**Stated task 1**
In the listing, from the line containing "Task: point at every instance of the taillight, one" through the end of the listing, switch every "marker" to "dot" and rewrite those lines with everything else unchanged.

**Page excerpt**
▬▬▬

Desire is input DataFrame
reduced to name
and color
columns. If updated_name|color
has data, use it. If ''
(Nan
in true data set) then either use the value entered in updated_name|color
column if it exists, and if not use the value in original_name|color
column.
In real data set got about as far as the DataFrame
below using:
mask = df['updated_name'].notnull() | df['updated_color'].notnull()
I am stuck on next steps.
An example DataFrame
is worth a thousand words, minimum viable as follows:
Input DataFrame
:
sql_Key | original_name | original_color | updated_name | updated_color |
---|---|---|---|---|
1 | Happy Bear | Red | Green Bear | |
1 | Happy Bear | Red | ||
1 | Happy Bear | Red | ||
2 | Grumpy Bear | Blue | ||
2 | Grumpy Bear | Blue | Purple | |
2 | Grumpy Bear | Blue | ||
3 | Sleepy Bear | Yellow | Energy Bear | |
3 | Sleepy Bear | Yellow | ||
3 | Sleepy Bear | Yellow | Bright Yellow |
Desired Results:
sql_Key | name | color |
---|---|---|
1 | Green Bear | Red |
2 | Grumpy Bear | Purple |
3 | Energy Bear | Bright Yellow |
This works, though I feel like it could be simpler: for each field in each group, get the first non-null "updated" value, otherwise get the first non-null "original" value.
g = df.groupby('sql_Key')
pd.concat(
[
g[f'updated_{v}'].first().fillna(g[f'original_{v}'].first()).rename(v)
for v in ['name', 'color']],
axis=1)
name color
sql_Key
1 Green Bear Red
2 Grumpy Bear Purple
3 Energy Bear Bright Yellow

▬▬▬

Object pointing dataset rows:

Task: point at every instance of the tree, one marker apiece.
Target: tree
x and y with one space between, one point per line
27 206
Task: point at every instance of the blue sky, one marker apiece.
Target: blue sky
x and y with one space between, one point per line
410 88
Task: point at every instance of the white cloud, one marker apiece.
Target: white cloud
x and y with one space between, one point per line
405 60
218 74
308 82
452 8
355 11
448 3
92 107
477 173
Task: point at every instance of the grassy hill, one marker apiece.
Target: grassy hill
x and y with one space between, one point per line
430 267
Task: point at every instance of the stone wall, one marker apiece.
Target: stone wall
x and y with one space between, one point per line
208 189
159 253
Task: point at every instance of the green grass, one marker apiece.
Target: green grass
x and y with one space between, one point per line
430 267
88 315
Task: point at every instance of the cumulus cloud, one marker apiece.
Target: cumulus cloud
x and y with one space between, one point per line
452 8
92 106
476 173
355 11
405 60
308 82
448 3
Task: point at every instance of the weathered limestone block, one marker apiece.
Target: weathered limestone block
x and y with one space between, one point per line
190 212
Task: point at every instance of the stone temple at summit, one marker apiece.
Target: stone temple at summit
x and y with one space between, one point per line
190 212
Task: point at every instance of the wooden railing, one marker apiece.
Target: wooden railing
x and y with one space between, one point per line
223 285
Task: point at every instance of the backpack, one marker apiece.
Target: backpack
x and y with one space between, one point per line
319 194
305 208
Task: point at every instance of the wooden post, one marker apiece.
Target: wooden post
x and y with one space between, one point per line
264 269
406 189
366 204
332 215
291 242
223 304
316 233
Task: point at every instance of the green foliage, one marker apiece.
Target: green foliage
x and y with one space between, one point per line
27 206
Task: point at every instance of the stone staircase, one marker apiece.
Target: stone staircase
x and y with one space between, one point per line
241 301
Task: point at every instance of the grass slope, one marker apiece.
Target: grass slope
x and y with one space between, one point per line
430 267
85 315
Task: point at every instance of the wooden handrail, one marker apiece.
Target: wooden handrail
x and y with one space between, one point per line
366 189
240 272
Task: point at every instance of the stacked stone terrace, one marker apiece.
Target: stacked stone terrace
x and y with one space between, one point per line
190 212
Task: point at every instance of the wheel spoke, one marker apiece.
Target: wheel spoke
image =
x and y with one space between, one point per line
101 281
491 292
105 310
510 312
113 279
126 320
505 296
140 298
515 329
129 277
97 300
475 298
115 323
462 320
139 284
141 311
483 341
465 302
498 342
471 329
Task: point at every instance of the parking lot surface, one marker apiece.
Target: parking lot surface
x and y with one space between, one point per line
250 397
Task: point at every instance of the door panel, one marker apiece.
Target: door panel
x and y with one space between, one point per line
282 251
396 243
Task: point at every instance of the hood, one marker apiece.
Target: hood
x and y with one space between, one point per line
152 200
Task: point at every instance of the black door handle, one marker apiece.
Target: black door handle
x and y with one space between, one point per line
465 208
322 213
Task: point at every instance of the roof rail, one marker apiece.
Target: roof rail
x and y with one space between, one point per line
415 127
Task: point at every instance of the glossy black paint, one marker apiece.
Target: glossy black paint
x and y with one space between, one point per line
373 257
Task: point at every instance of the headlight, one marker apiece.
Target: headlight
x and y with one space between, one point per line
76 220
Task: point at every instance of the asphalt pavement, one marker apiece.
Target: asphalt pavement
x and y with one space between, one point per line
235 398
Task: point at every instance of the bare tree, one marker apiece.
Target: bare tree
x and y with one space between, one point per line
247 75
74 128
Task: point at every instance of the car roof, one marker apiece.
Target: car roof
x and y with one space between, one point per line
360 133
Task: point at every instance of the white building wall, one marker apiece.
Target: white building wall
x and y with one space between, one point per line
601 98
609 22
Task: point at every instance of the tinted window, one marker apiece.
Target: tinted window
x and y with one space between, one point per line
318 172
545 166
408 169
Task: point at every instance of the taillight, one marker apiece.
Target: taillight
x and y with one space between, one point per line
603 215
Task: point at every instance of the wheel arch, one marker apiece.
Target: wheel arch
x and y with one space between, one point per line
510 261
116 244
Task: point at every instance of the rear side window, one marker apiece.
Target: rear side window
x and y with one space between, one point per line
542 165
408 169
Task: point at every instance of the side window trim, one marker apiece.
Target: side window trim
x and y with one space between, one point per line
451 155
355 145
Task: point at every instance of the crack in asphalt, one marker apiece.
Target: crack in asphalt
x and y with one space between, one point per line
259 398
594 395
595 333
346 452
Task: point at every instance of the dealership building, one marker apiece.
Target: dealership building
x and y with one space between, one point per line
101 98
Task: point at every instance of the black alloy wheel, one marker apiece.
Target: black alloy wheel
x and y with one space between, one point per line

▬▬▬

**Stated task 2**
Quote the pandas forum thread word for word, from "In real data" up to and including "on next steps.".

**Correct result 1**
Task: point at every instance of the taillight, one dot apiece.
Target: taillight
x and y with one space between, one point per line
603 215
Task: point at every instance of the wheel arch, one dot apiece.
Target: wheel arch
x and y with one space between, one point per line
510 261
116 244
Task: point at every instance of the rear side window, one dot apiece.
Target: rear side window
x and y with one space between, one point per line
542 165
408 169
Task: point at every instance of the side window trim, one dot apiece.
Target: side window trim
x and y with one space between, one point per line
451 155
355 145
Task: point at every instance of the crack in asphalt, one dot apiece.
Target: crack in asphalt
x and y with one space between, one point per line
259 398
594 395
595 333
346 452
Task: point at every instance of the dealership building, one dot apiece.
Target: dealership building
x and y with one space between, one point per line
101 98
Task: point at every instance of the black alloy wheel, one dot apiece.
Target: black alloy wheel
x and y with one space between, one point per line

**Correct result 2**
In real data set got about as far as the DataFrame
below using:
mask = df['updated_name'].notnull() | df['updated_color'].notnull()
I am stuck on next steps.